▼

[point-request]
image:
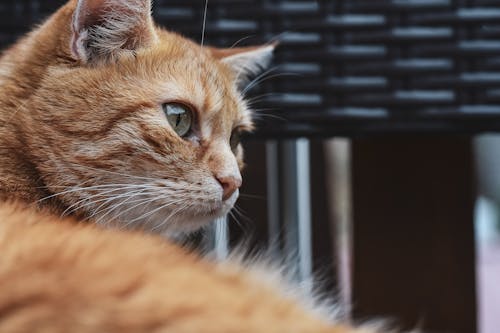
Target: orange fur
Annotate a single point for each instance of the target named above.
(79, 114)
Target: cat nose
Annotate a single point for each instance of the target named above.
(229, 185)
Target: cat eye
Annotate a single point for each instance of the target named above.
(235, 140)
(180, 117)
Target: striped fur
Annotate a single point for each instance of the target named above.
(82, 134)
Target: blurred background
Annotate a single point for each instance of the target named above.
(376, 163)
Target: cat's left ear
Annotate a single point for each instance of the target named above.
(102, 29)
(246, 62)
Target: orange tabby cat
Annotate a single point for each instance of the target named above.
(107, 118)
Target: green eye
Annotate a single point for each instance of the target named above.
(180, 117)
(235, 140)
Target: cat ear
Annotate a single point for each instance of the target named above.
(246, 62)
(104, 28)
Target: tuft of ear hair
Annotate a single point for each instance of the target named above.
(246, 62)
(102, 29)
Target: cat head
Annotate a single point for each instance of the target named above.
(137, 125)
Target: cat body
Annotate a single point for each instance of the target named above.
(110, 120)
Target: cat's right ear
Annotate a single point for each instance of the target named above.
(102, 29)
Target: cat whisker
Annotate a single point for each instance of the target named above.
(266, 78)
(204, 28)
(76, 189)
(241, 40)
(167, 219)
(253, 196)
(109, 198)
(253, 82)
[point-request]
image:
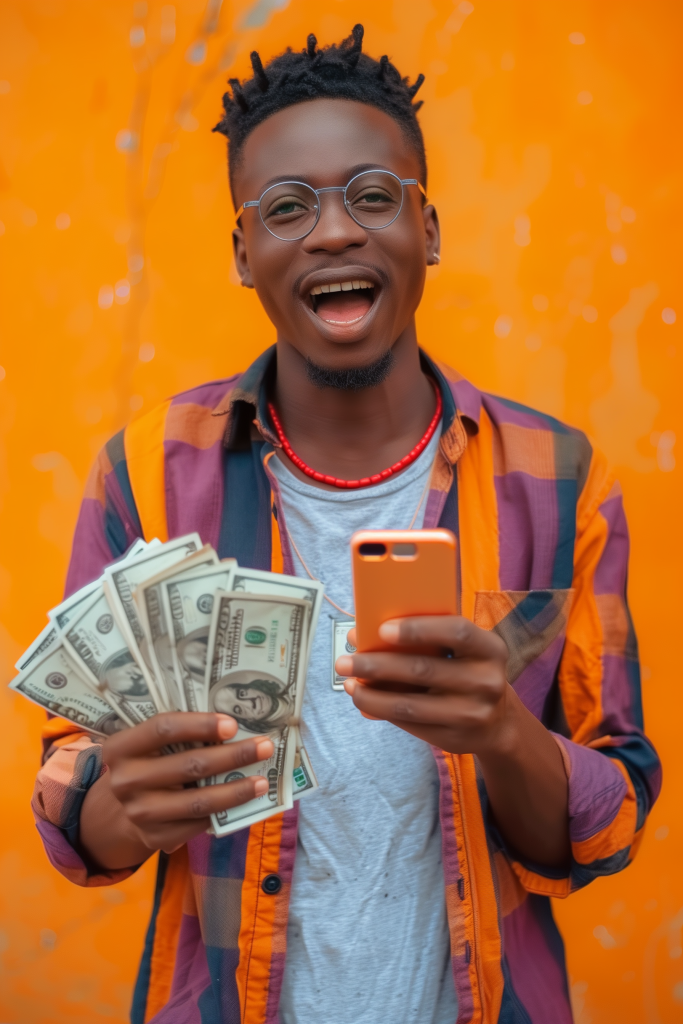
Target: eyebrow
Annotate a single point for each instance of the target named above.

▲
▼

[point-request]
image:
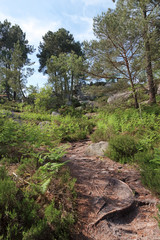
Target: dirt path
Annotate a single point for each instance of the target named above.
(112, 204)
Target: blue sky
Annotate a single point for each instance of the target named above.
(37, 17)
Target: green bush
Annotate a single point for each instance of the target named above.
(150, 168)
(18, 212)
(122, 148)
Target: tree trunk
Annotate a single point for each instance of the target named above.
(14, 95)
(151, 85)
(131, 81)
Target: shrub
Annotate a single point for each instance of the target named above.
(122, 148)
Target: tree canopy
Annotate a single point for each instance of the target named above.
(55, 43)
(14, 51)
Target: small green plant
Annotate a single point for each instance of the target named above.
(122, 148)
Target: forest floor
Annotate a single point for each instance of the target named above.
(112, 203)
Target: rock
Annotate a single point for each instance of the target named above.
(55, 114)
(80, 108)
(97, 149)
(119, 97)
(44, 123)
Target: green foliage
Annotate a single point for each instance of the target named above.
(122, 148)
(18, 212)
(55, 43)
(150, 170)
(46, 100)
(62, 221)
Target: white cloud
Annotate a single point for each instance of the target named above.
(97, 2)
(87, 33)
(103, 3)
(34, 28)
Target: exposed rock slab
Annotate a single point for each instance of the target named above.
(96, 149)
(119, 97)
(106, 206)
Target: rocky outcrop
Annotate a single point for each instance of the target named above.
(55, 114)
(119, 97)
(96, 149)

▲

What to produce: Scan the data for lines containing "orange" and copy all of them.

Result of the task:
Target: orange fur
Target: orange tabby cat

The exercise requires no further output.